START Selected excerpt

This is more common when the issuer is lower quality, secured, customized, or harder to sell.
- High-yield or secured bond issuance usually takes longer than investment-grade unsecured issuance.
Investors need more time to understand collateral, covenants, operating cash flows, and default protection. If the deal is messy, the market does not hand over money in a few hours.
- Sovereign primary issuance usually happens through public auctions led by the treasury or finance ministry.
This is different from a corporate underwritten deal. Governments often use auctions to sell bills, notes, and bonds to primary dealers and investors.
- Secondary bond markets are mostly quote-driven and over-the-counter.
- What is quote-driven market: Dealers quote prices at which they will buy or sell.
- What is over-the-counter market: Trading happens through dealers or platforms rather than one central exchange.
Listed equities mostly trade on electronic exchanges. Bonds usually trade by asking dealers for prices. This is why the bond market feels more like calling shops for quotes than clicking one central stock exchange screen.

END Selected excerpt
START Data excerpts

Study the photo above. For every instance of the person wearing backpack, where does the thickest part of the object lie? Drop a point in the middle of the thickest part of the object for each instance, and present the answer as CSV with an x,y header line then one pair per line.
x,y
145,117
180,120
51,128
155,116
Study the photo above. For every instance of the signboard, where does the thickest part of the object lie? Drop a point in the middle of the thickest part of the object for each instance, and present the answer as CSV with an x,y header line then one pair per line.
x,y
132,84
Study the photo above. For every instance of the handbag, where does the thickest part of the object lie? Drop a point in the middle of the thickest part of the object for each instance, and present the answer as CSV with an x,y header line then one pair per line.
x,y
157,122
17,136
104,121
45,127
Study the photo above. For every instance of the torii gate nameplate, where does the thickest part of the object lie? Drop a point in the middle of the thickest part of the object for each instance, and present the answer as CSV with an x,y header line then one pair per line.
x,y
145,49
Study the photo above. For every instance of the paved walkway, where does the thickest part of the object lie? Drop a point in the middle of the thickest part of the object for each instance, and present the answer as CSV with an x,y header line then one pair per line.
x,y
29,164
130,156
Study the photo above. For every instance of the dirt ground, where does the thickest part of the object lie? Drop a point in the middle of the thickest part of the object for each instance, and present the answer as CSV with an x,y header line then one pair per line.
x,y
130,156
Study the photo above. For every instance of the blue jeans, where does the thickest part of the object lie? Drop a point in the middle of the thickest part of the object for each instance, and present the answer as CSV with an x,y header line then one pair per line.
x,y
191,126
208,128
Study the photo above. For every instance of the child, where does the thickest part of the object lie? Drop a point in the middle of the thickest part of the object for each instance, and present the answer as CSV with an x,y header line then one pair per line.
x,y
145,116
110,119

END Data excerpts

Exercise objective: Continue the excerpt on bond issuance and trading, picking up after its final sentence.

Expected answer:
- Bid-offer spread is a key measure of bond liquidity.
- What is bid price: The price a dealer will pay to buy from you.
- What is offer price: The price a dealer asks when selling to you.
- What is bid-offer spread: The gap between the dealer's buy price and sell price.
Tight spread means liquid. Wide spread means painful to trade.
- On-the-run developed-market sovereign bonds are usually the most liquid bonds.
- What is on-the-run bond: The most recently issued bond for a given maturity.
Example: the newest 10-year United States Treasury is heavily traded because everyone uses it as a benchmark and dealers actively make markets in it.
- Recently issued investment-grade corporate bonds are usually more liquid than seasoned corporate bonds.
- What is seasoned bond: An older bond issue that has been outstanding for a while.
Dealers are more willing to hold inventory in fresh, familiar issues. Older bonds may sit in portfolios and rarely trade, so the spread can jump to 10 to 20 basis points or more for small trades.
- Distressed debt is debt of an issuer near default, in default, or in bankruptcy.
- What is distressed debt: Debt trading far below par because investors doubt full repayment.
Distressed bonds can keep trading until liquidation or restructuring. Equity may already be delisted by then.
REAL WORLD - HERTZ BONDS DID NOT DIE WHEN THE STOCK LOOKED DEAD
Hertz filed for Chapter 11 bankruptcy protection in May 2020 during the COVID-19 shock. Its bonds maturing in 2022 and 2028 traded below 10 percent of par, then later recovered sharply as the company reorganized with outside investors.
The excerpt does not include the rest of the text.